_What is required_
Return verbatim the lines of the items below, from the first line through the line containing "[[274, 129]]", inclusive of both. Omit the pictures from your answer.

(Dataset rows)
··········
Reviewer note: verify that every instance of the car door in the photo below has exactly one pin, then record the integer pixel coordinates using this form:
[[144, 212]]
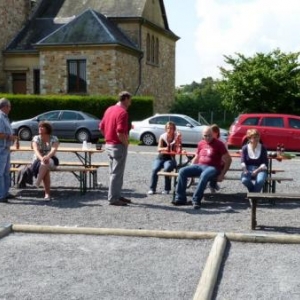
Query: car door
[[51, 117], [293, 129], [190, 134], [66, 126], [273, 131], [157, 126]]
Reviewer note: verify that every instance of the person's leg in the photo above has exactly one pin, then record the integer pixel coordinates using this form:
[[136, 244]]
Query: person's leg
[[184, 173], [117, 155], [4, 173], [207, 173], [46, 181], [42, 173], [169, 166], [247, 179], [157, 166], [259, 181]]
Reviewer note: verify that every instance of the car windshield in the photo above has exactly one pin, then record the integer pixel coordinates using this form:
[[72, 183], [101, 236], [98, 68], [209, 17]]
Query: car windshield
[[91, 116], [192, 121]]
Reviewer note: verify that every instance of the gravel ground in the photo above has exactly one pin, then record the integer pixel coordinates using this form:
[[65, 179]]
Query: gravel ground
[[105, 267]]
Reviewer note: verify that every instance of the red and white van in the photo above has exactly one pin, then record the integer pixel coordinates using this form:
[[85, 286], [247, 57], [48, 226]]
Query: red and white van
[[274, 129]]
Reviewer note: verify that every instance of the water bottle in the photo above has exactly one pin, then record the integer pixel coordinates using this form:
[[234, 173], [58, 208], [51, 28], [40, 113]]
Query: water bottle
[[84, 145], [17, 143], [278, 149]]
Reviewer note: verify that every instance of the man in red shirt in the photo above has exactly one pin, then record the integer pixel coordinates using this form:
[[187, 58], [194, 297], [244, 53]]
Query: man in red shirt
[[211, 160], [114, 127]]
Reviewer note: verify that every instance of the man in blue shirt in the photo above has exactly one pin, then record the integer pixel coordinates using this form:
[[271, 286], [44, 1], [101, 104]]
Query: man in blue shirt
[[6, 140]]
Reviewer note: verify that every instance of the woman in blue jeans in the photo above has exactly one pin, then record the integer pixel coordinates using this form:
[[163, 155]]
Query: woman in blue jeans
[[168, 141], [254, 161]]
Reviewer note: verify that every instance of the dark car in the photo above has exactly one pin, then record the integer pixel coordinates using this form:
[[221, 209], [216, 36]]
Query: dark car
[[67, 124], [274, 129]]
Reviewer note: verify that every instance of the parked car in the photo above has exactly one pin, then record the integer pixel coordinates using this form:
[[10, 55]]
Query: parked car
[[274, 129], [149, 130], [67, 124]]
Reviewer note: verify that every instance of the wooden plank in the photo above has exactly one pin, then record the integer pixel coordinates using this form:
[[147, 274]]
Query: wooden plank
[[274, 195], [62, 163]]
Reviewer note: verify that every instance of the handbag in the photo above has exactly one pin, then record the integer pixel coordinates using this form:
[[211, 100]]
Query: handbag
[[55, 160]]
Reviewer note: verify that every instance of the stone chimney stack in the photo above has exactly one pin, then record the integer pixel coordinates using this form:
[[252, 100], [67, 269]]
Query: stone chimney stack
[[13, 16]]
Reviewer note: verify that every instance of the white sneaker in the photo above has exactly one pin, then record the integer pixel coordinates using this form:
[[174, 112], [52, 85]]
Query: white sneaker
[[212, 190], [165, 192]]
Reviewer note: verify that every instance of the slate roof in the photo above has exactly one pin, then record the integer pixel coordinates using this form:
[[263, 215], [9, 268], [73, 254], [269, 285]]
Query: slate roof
[[89, 28], [43, 28]]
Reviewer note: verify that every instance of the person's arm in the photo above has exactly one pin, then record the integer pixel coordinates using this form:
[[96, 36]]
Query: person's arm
[[160, 146], [36, 150], [123, 138], [53, 150], [226, 158]]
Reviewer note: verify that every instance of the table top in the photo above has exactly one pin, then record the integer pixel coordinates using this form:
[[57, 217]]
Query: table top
[[59, 149], [181, 153], [277, 157]]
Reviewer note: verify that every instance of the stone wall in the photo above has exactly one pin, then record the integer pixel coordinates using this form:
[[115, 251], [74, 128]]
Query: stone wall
[[13, 14], [156, 80], [108, 70]]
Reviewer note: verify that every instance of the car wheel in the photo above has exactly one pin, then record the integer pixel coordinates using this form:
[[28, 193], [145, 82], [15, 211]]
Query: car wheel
[[25, 134], [82, 135], [148, 139]]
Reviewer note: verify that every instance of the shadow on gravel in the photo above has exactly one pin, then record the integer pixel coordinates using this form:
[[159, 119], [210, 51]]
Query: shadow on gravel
[[282, 229]]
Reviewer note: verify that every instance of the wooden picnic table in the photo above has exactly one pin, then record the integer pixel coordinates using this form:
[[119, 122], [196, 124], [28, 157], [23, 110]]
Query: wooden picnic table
[[85, 172]]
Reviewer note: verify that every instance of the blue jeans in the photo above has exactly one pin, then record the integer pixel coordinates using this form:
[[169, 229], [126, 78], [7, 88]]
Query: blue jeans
[[117, 159], [259, 180], [158, 164], [4, 172], [205, 173]]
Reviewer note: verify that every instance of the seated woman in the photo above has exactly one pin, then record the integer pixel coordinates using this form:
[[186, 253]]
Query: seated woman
[[44, 146], [254, 161], [213, 185], [167, 141]]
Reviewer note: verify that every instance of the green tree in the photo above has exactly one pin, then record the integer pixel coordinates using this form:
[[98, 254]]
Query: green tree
[[197, 97], [262, 83]]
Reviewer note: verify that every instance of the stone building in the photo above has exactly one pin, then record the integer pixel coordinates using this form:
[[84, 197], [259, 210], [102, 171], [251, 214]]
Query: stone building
[[87, 47]]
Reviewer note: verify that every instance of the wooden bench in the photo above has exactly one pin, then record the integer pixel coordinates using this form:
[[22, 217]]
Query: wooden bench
[[16, 163], [253, 197], [79, 172]]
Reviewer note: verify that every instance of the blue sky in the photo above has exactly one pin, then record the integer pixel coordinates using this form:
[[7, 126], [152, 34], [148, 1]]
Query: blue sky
[[210, 29]]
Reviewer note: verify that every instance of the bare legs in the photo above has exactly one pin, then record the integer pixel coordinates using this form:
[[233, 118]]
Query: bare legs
[[44, 175]]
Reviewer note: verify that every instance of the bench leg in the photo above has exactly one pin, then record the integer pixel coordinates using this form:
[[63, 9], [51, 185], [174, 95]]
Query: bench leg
[[253, 203]]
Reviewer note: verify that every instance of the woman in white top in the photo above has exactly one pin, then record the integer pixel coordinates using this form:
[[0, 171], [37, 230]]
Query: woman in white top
[[44, 146], [254, 161]]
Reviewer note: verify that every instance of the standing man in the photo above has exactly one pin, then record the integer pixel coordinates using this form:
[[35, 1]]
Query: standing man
[[114, 127], [211, 160], [6, 140]]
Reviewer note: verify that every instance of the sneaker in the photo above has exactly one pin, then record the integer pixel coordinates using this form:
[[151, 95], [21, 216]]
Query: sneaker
[[196, 205], [212, 190], [125, 200], [10, 196], [118, 203], [3, 200], [179, 202]]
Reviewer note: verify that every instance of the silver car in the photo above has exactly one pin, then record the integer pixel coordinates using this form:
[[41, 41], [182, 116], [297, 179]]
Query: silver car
[[149, 130], [66, 124]]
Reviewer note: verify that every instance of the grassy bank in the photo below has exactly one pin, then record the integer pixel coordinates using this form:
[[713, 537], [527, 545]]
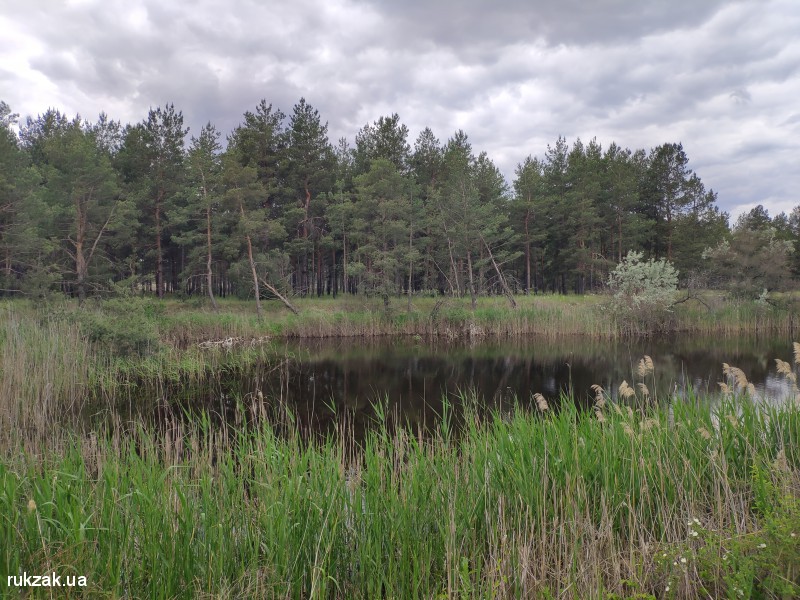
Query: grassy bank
[[678, 502], [58, 358]]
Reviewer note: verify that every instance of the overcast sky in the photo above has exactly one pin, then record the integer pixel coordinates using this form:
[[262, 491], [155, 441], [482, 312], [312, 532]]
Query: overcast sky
[[722, 77]]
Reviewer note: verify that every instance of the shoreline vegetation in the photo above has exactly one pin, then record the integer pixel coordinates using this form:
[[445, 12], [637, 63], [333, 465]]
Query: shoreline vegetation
[[628, 499], [689, 500], [60, 356]]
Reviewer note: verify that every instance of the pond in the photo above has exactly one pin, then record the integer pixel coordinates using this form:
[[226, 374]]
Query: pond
[[417, 380]]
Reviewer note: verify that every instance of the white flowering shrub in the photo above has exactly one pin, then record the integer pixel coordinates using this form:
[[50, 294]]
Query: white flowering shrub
[[643, 292]]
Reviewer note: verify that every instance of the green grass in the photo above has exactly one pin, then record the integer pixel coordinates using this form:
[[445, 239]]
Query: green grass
[[513, 505]]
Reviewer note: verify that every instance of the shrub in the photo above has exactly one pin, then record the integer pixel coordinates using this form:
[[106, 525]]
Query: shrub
[[643, 292]]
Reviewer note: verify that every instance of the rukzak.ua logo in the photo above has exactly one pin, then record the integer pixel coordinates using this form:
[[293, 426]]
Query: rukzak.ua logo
[[49, 580]]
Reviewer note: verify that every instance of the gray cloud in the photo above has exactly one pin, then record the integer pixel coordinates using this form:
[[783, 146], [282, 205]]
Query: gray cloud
[[722, 77]]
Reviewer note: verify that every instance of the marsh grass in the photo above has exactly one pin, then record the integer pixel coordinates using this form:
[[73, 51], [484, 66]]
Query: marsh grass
[[551, 503]]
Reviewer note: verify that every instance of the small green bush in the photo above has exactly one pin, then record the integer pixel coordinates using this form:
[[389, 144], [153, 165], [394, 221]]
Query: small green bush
[[643, 292]]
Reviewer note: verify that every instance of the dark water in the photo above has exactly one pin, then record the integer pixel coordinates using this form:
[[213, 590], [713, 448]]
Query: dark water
[[321, 380]]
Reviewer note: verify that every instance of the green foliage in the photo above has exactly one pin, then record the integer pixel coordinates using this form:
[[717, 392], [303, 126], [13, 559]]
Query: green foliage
[[753, 261], [123, 328], [763, 562], [470, 512], [643, 291]]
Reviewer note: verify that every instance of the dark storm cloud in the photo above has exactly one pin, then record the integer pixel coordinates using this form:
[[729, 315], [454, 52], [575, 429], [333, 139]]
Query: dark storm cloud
[[514, 75], [476, 22]]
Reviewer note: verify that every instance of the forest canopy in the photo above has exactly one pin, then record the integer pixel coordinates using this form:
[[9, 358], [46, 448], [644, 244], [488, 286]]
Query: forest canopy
[[92, 208]]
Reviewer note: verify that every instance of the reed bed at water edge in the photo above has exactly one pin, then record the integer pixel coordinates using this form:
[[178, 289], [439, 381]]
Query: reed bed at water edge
[[687, 500]]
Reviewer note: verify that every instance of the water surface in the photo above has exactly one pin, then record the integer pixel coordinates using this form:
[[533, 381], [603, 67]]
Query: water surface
[[321, 380]]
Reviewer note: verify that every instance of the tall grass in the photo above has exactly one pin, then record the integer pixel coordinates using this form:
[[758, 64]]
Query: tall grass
[[545, 504]]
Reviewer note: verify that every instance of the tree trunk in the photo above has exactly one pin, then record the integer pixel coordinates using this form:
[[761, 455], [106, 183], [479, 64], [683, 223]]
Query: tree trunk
[[503, 283], [209, 277], [527, 255], [259, 310], [159, 263], [472, 297], [280, 296]]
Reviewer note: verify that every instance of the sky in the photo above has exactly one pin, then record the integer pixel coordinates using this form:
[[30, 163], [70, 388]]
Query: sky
[[720, 76]]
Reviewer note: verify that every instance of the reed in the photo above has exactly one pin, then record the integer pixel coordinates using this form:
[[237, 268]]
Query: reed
[[554, 503]]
··········
_Solution for this problem_
Reviewer note: verify that every instance of the car door in the photo below has exactly one pin, then record the integer pixel coordinates using this form:
[[144, 212]]
Query: car door
[[51, 117], [293, 129], [190, 134], [66, 126], [273, 131], [157, 126]]
Reviewer note: verify that every instance of the person's leg in the photo above has exactly one pin, then record the integer pixel coordinates using this form:
[[136, 244]]
Query: person's leg
[[184, 173], [117, 155], [4, 173], [207, 173], [46, 181], [42, 173], [169, 166], [247, 179], [157, 166], [259, 181]]
Reviewer note: verify that every instance of the car windshield in the photo above has exactly one pin, then record the integer pixel coordinates using this form:
[[72, 183], [101, 236], [98, 68], [209, 17]]
Query: car windshield
[[91, 116], [192, 121]]
Reviewer note: verify that every instance of the gravel ground in the photo above has exactly one pin, then record the integer pixel coordinates using this form:
[[65, 179]]
Query: gravel ground
[[105, 267]]
Reviewer note: verify that every instance of the red and white van in the photo above has exactly one pin, then record the integer pixel coordinates using this form:
[[85, 286], [247, 57], [48, 226]]
Query: red and white van
[[274, 129]]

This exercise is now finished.